#### [Source text]
Chapter – 13
Reading and Modifying MBR with Programming
DOS Boot Record (DBR) / DOS Boot Sector
DOS Boot Record (DBR) / DOS Boot Sector
After the partition table, the DOS Boot Record (DBR) or sometimes called DOS Boot Sector is the second most important information on your hard drive.
For a Detailed study about DBR, refer the chapter, “Logical Approach to Disks and OS”, Discussed earlier in this book.
First logical sector of each DOS partition will contain a DOS Boot Record (DBR) or DOS Boot Sector. The job of the DBR is to load the operating system from the hard disk drive into the main memory of computer and give the system’s control to the loaded program.
The DOS Boot Record (DBR) for the first partition on a hard disk is usually found at Absolute Sector 63 (the 64th sector on the disk drive) or in CHS form we can say C–H–S = 0–1–1 for most drives.
However this location may vary depending upon the SPT (Sectors per Track) of the Drive. For example, on an old 245MB drive having only 31 SPT, the Boot Record was located on the 32nd sector (Absolute Sector 31).
Since the floppy has no partitions on it therefore it has no MBR or Master Partition Table on its first sector, instead it contains the DBR on its very first sector.
The DBR is created by the FORMAT command of DOS, after partitioning is done using the FDISK command. The sector on which DBR resides becomes logical sector 1 of that particular partition for the DOS. The sector number used by DOS starts from the physical sector on which DBR is located.
The DBR contains a small program which is executed by the Master Boot Record (MBR) Executable program. All DOS partitions contain the program code to boot the machine i.e. load the operating system, but only that partition is given control by the Master Boot Record which is specified as active partition, in the partition table entry.

#### [Task objective]
Please copy the stretch of the DOS Boot Record text from "First logical sector" through "the loaded program.", swapping "main memory" for "RAM". The data that follow come from a separate source.

#### [Source data]

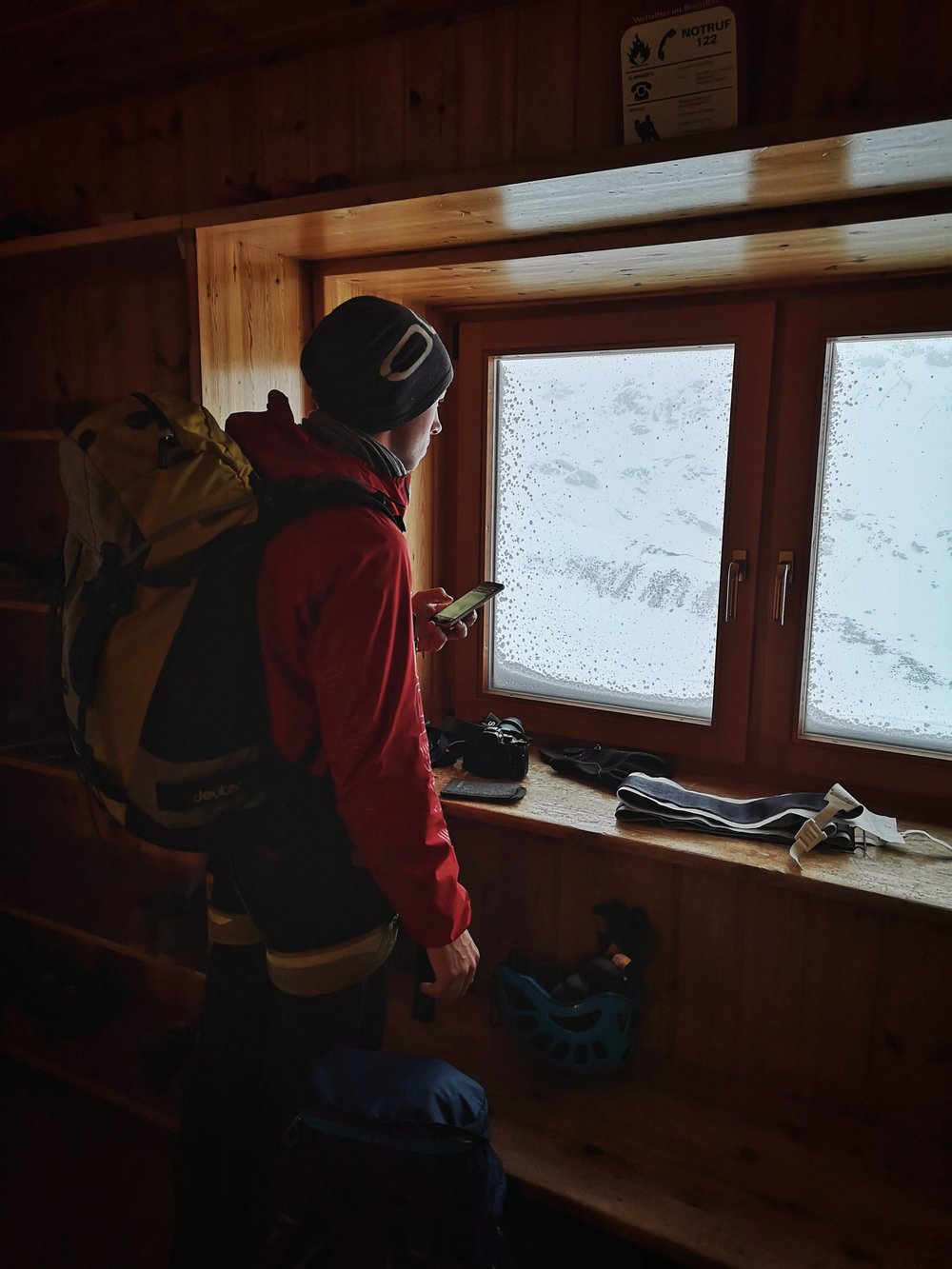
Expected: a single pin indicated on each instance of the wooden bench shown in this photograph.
(791, 1100)
(695, 1165)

#### [Response below]
First logical sector of each DOS partition will contain a DOS Boot Record (DBR) or DOS Boot Sector. The job of the DBR is to load the operating system from the hard disk drive into the RAM of computer and give the system’s control to the loaded program.